→ OBJECTIVE: Reproduce the listing below line for line, from its first line through the line containing "x=337, y=322", both included.

→ GIVEN ENTRIES:
Start

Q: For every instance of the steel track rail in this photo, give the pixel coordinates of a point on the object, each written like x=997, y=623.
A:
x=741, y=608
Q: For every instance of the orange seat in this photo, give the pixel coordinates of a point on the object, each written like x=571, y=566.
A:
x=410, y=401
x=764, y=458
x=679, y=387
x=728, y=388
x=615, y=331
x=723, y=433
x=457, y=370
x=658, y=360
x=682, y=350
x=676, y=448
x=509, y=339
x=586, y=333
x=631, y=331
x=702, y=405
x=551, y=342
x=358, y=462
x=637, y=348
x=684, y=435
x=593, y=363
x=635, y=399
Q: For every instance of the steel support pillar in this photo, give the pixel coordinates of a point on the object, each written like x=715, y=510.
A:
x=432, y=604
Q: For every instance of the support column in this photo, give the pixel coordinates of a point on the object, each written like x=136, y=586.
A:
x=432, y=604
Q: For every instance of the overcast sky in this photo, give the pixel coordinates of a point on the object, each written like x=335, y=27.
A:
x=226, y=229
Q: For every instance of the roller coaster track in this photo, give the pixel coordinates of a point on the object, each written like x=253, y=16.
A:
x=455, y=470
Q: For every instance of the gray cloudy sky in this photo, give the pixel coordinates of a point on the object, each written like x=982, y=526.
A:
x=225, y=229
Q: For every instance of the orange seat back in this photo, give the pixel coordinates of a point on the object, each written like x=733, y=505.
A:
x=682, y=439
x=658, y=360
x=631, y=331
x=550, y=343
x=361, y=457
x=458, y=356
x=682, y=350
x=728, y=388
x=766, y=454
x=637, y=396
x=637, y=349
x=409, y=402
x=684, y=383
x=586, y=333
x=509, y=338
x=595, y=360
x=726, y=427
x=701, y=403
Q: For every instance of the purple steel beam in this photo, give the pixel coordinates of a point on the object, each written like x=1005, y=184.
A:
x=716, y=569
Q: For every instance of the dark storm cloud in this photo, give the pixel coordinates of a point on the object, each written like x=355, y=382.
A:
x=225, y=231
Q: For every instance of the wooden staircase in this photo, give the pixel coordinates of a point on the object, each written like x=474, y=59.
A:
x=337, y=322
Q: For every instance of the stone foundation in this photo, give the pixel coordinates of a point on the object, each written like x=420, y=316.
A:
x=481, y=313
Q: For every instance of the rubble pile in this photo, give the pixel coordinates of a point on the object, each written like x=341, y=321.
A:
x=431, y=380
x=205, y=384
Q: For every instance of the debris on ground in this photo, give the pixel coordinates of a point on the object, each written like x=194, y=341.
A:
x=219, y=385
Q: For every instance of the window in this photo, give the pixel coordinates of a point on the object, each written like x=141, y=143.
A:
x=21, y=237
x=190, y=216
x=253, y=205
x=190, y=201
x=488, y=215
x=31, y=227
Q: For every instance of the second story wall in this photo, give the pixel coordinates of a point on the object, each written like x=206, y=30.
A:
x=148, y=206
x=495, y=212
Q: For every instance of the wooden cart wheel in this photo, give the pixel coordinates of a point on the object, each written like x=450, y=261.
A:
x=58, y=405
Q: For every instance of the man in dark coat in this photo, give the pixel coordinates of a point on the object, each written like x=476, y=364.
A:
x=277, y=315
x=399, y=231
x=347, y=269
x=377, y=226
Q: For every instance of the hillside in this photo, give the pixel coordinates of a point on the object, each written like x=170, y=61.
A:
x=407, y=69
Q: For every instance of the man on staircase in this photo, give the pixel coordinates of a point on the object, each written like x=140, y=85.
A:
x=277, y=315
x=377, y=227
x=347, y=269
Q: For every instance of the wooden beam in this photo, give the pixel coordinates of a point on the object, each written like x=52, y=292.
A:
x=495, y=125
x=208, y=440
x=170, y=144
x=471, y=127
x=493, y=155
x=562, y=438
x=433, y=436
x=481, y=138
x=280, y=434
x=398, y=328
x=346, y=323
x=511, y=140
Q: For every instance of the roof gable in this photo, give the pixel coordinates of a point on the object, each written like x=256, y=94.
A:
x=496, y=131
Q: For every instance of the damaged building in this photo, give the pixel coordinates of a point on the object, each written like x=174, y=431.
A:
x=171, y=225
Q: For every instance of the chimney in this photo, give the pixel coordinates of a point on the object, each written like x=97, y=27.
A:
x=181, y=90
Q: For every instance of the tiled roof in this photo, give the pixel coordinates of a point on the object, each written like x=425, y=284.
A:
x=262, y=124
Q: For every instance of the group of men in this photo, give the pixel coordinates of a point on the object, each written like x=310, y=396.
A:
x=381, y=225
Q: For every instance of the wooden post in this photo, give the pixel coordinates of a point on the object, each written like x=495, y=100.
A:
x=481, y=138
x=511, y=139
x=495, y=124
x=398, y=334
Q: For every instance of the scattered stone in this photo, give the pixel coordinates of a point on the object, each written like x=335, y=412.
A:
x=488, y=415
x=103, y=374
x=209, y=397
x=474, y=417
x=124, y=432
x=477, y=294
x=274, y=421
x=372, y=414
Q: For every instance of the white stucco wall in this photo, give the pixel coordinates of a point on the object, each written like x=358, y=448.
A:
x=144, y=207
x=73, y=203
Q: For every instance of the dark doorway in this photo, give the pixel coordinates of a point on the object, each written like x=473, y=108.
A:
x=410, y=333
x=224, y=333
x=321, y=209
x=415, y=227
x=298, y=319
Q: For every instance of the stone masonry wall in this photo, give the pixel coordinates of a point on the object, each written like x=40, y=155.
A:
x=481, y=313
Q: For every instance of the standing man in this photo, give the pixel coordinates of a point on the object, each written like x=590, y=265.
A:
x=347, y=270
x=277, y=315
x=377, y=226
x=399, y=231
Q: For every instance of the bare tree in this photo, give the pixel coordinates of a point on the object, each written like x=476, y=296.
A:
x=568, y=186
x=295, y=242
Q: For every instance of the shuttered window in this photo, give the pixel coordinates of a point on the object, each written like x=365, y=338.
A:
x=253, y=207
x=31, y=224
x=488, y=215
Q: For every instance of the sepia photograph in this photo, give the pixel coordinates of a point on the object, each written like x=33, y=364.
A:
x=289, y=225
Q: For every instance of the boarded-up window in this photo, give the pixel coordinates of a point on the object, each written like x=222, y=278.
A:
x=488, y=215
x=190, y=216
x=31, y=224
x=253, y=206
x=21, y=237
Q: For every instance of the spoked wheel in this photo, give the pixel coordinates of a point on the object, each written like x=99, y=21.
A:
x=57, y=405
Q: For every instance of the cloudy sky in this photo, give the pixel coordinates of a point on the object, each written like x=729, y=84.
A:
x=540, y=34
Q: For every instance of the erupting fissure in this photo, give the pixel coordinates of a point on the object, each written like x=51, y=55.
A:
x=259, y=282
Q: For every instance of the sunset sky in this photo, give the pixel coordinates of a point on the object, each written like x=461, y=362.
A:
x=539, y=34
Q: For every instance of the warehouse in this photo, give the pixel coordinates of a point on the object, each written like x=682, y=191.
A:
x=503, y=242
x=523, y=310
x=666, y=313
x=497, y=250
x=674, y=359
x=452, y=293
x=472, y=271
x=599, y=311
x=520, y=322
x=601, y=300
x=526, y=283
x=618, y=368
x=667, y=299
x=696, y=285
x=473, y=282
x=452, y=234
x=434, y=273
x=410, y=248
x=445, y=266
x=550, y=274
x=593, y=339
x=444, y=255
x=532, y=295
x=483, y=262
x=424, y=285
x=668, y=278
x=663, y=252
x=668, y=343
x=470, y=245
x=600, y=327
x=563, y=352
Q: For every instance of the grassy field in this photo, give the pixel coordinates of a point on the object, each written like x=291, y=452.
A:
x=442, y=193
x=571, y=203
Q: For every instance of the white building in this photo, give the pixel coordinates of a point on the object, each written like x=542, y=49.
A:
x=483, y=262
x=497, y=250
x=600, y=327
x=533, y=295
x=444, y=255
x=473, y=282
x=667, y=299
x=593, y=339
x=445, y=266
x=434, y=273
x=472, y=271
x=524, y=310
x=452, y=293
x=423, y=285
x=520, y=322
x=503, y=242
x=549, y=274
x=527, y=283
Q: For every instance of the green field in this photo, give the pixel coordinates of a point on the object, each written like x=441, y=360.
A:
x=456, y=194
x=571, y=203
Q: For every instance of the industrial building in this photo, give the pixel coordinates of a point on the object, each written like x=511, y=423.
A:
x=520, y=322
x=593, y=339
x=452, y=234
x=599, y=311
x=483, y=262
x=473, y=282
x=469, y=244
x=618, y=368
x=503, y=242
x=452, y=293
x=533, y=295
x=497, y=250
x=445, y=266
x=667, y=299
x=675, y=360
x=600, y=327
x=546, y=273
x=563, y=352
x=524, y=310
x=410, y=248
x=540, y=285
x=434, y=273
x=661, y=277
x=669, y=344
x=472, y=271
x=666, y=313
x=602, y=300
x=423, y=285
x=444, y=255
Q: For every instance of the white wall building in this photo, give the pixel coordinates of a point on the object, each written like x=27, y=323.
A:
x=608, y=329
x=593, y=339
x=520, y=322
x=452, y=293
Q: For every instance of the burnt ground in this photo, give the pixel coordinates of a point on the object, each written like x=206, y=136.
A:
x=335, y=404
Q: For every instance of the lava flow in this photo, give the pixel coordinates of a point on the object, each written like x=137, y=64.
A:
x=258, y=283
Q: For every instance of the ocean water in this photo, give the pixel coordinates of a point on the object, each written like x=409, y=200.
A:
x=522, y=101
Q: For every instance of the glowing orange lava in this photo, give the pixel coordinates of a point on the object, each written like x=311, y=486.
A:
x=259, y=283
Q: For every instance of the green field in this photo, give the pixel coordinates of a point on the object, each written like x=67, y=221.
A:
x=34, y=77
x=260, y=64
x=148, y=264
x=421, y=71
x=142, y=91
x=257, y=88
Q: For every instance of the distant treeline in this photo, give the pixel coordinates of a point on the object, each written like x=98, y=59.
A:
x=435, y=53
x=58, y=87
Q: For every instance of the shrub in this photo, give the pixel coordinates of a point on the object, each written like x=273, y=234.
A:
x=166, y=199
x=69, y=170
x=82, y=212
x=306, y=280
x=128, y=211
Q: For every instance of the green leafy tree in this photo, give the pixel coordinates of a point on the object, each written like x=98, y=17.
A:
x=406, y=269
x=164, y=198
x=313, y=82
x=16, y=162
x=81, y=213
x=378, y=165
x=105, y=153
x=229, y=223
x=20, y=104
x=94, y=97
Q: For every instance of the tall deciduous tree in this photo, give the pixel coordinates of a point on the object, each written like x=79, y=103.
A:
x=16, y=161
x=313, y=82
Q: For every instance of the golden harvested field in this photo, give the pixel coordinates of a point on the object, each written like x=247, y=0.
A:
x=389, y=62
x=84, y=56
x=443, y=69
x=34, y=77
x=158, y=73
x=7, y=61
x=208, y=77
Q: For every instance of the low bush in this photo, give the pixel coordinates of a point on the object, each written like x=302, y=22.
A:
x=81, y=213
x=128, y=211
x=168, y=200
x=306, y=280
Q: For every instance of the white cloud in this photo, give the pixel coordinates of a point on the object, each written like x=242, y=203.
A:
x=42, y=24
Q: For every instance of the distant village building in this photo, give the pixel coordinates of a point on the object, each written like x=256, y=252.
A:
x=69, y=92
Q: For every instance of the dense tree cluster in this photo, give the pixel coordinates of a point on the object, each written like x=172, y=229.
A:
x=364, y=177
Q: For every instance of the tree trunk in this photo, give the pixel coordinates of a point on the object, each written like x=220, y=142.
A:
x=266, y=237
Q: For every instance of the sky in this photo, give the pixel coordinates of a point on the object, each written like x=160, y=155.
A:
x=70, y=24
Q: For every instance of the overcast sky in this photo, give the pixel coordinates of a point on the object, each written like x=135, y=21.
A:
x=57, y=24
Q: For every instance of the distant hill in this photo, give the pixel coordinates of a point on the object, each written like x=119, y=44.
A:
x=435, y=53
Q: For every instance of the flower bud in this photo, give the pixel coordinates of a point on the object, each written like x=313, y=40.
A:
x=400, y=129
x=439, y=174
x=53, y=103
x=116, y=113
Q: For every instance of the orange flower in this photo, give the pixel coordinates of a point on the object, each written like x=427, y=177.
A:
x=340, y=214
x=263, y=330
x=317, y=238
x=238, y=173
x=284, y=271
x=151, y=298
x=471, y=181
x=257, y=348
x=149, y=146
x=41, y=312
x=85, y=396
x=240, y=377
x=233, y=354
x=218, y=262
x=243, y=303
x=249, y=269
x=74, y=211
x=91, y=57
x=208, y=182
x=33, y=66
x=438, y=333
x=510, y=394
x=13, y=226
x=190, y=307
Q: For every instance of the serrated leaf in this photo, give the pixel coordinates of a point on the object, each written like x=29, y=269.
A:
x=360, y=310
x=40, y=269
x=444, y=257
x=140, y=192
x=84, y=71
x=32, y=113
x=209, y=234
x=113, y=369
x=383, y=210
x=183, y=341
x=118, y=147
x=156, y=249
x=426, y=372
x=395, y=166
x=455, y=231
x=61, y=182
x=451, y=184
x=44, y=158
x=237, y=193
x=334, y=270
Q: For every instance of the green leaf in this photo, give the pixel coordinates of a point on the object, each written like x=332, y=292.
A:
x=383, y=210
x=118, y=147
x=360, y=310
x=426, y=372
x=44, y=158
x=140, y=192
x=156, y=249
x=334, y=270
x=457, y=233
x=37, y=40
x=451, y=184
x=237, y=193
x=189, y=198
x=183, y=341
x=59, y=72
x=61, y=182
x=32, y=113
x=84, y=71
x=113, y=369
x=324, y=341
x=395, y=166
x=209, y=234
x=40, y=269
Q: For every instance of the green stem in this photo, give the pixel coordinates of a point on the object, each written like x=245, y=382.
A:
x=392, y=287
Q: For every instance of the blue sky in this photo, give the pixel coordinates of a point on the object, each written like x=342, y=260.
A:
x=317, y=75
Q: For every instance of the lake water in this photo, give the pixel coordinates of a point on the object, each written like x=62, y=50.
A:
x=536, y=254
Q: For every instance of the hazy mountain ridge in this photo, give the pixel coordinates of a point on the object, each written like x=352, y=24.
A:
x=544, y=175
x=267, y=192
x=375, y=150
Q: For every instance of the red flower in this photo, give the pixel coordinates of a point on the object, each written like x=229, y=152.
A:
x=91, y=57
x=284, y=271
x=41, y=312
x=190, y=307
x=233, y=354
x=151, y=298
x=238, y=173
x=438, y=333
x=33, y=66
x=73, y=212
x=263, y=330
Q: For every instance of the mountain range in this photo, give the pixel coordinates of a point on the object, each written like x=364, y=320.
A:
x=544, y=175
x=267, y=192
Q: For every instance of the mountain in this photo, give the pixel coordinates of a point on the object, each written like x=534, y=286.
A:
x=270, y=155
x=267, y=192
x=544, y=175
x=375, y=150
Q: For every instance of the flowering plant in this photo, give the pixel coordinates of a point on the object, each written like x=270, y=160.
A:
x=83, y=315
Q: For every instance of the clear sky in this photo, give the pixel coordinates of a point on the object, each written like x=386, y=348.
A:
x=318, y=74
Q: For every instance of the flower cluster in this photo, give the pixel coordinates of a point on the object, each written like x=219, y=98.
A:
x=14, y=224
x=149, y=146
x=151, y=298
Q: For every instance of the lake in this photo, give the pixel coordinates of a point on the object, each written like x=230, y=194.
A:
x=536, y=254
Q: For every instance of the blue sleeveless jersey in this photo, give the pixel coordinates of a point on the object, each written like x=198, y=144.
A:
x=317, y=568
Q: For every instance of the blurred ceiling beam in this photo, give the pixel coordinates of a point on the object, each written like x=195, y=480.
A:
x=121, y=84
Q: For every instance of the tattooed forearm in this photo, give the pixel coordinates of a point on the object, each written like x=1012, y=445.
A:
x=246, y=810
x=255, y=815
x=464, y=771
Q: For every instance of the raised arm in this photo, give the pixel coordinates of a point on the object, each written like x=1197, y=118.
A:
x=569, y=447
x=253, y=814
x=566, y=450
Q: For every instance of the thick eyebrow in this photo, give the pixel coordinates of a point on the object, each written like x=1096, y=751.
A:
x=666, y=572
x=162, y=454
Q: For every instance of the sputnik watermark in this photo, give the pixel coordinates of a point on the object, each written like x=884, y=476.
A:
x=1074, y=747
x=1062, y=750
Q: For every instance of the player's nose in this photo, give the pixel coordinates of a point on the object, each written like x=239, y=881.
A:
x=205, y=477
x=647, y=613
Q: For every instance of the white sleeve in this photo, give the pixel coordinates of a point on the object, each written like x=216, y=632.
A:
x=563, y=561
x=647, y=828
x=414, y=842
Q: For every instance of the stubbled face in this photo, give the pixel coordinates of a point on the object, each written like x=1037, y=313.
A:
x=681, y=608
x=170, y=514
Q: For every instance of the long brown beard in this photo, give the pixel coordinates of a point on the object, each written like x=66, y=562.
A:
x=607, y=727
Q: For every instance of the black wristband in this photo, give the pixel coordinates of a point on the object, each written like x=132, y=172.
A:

End

→ RESULT OF THE TASK:
Q: For every instance of the steel track rail in this photo, give the pixel coordinates of a point on the object, each written like x=997, y=623.
A:
x=741, y=608
Q: For every instance of the orange seat in this photo, give the pixel coordinates of a point on the object, each written like x=571, y=566.
A:
x=410, y=401
x=764, y=458
x=679, y=387
x=728, y=388
x=615, y=331
x=723, y=433
x=457, y=370
x=658, y=360
x=682, y=350
x=676, y=448
x=509, y=339
x=586, y=333
x=631, y=331
x=702, y=405
x=551, y=342
x=358, y=462
x=637, y=348
x=684, y=435
x=593, y=363
x=635, y=399
Q: For every instance of the steel support pillar in this photo, give the pixel coordinates of a point on the object, each written like x=715, y=510.
A:
x=432, y=604
Q: For every instance of the support column in this photo, give the pixel coordinates of a point on the object, each written like x=136, y=586.
A:
x=432, y=604
Q: For every instance of the overcast sky in this photo, give the pixel coordinates of a point on the object, each written like x=335, y=27.
A:
x=226, y=229
Q: For every instance of the roller coaster track in this photo, give the pixel coordinates of a point on the object, each written like x=253, y=16.
A:
x=455, y=470
Q: For every instance of the gray cloudy sky in this photo, give the pixel coordinates of a point on the object, each written like x=982, y=526.
A:
x=225, y=229
Q: For every instance of the orange seat back in this photo, give the pixel coordinates of a point on the object, each written like x=733, y=505.
A:
x=682, y=439
x=658, y=360
x=631, y=331
x=550, y=343
x=361, y=457
x=458, y=356
x=682, y=350
x=728, y=388
x=766, y=454
x=637, y=396
x=637, y=349
x=409, y=402
x=684, y=383
x=586, y=333
x=509, y=338
x=595, y=360
x=726, y=427
x=701, y=403
Q: For every instance of the purple steel beam in this photo, give the pixel coordinates of a point on the object, each written like x=1005, y=184.
A:
x=716, y=569
Q: For every instance of the dark storm cloud in this photo, give the pixel coordinates of a point on the object, each written like x=355, y=382.
A:
x=225, y=231
Q: For every instance of the wooden staircase in this photo, give the pixel coordinates of a point on the object, each written like x=474, y=59.
A:
x=337, y=322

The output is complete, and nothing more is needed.